## Stated exercise
Output the lines that follow exactly as they are.

## Given records
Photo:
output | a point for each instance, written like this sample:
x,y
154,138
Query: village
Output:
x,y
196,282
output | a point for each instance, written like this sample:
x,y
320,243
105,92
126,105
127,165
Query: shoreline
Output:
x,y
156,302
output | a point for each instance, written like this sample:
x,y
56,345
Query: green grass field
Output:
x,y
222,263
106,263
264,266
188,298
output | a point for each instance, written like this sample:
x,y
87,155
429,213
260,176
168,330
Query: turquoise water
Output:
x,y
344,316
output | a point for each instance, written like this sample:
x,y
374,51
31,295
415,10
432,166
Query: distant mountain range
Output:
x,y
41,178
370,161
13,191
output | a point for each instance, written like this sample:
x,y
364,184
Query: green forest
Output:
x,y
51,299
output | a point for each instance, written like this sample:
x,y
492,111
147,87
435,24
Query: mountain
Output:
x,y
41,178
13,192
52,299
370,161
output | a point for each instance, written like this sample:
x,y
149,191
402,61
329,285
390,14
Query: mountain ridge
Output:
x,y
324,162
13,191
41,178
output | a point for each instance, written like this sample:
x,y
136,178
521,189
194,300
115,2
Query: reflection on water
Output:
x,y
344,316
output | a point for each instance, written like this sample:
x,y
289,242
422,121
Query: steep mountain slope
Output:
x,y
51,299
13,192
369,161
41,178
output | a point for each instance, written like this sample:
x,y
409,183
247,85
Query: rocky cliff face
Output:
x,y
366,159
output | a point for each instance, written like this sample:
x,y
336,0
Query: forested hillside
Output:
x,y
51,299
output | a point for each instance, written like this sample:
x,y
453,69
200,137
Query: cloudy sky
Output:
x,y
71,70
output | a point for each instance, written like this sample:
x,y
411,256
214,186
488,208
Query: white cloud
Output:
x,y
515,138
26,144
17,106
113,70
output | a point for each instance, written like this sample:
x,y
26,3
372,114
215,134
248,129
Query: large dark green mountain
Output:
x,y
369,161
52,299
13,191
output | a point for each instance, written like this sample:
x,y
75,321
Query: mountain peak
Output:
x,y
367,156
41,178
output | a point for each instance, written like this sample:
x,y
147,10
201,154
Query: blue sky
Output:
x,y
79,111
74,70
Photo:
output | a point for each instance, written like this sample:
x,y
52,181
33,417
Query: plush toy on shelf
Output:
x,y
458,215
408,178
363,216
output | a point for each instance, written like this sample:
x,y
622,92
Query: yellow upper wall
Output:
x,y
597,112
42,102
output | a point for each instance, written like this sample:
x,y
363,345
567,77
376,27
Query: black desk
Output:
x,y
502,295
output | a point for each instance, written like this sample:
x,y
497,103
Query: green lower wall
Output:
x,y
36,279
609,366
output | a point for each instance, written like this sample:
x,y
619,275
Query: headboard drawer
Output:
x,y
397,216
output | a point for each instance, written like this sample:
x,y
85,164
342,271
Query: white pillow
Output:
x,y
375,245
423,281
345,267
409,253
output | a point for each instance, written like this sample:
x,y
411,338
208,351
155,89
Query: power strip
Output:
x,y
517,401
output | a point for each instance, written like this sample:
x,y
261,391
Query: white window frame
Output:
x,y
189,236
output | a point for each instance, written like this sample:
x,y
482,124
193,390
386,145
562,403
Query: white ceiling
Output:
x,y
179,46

## Exercise response
Photo:
output | a point for each instance, written like this sample:
x,y
154,138
Query: village
Output:
x,y
196,282
output | a point for each instance, written like this sample:
x,y
320,243
105,92
126,105
127,165
Query: shoreline
Output:
x,y
156,302
output | a point for each instance, written like this sample:
x,y
56,345
Query: green grass field
Output:
x,y
222,263
106,263
264,266
188,298
output | a point for each instance, written like this sample:
x,y
87,155
429,213
260,176
168,330
Query: turquoise water
Output:
x,y
344,316
output | a point for each instance, written like this sample:
x,y
374,51
31,295
415,10
432,166
Query: distant mountain range
Output:
x,y
41,178
370,161
13,191
output | a point for each instance, written like this sample:
x,y
364,184
Query: green forest
Output:
x,y
51,299
output | a point for each instance, written like this sample:
x,y
492,111
147,87
435,24
Query: mountain
Output:
x,y
41,178
13,192
52,299
370,161
output | a point for each instance, written like this sample:
x,y
149,191
402,61
329,285
390,14
Query: mountain ridge
Output:
x,y
324,162
13,191
41,178
output | a point for each instance, written like this sample:
x,y
136,178
521,189
194,300
115,2
Query: reflection on water
Output:
x,y
344,316
output | a point for each instance, written like this sample:
x,y
289,242
422,121
Query: steep mountain slope
Output:
x,y
51,299
13,192
369,161
41,178
output | a point for each instance, written like this sample:
x,y
409,183
247,85
Query: rocky cliff face
Output:
x,y
366,159
output | a point for each instance, written like this sample:
x,y
336,0
Query: forested hillside
Output:
x,y
51,299
output | a point for each instance, written like this sample:
x,y
453,69
200,137
Query: cloudy sky
Output:
x,y
71,70
output | a point for each instance, written like this sample:
x,y
411,256
214,186
488,208
Query: white cloud
Output:
x,y
515,138
26,144
17,106
113,70
output | a point for each instance, written like this sample:
x,y
26,3
372,114
215,134
248,129
Query: large dark green mountain
Output:
x,y
369,161
52,299
13,191
output | a point for each instance, written like this sample:
x,y
75,321
Query: mountain peak
Output:
x,y
367,156
41,178
output | a point for each instance, written like this sample:
x,y
147,10
201,154
Query: blue sky
Output:
x,y
79,111
74,70
Photo:
output | a point for each instance, written like this sample:
x,y
52,181
33,417
Query: plush toy on shelf
Output:
x,y
458,215
408,178
363,216
output | a point for each instance, written like this sample:
x,y
622,92
Query: yellow upper wall
Output:
x,y
597,112
42,102
output | a point for each instance, written like this sample:
x,y
363,345
567,77
376,27
Query: black desk
Output:
x,y
502,295
output | a point for each instance, written like this sample:
x,y
497,103
Query: green lower wall
Output:
x,y
36,279
609,366
output | a point for each instance, written like this sample:
x,y
619,275
Query: headboard drawer
Output:
x,y
397,216
output | a point for each instance, written like this sample:
x,y
85,164
342,271
Query: white pillow
Output:
x,y
375,245
423,281
345,267
409,253
output | a point for each instance, written like this sample:
x,y
411,338
208,351
155,89
Query: power strip
Output:
x,y
517,401
output | a point for each instance, written like this sample:
x,y
261,391
Query: white window frame
Output:
x,y
189,236
output | a point for each instance, written like this sample:
x,y
482,124
193,390
386,145
562,403
Query: white ceiling
Output:
x,y
179,46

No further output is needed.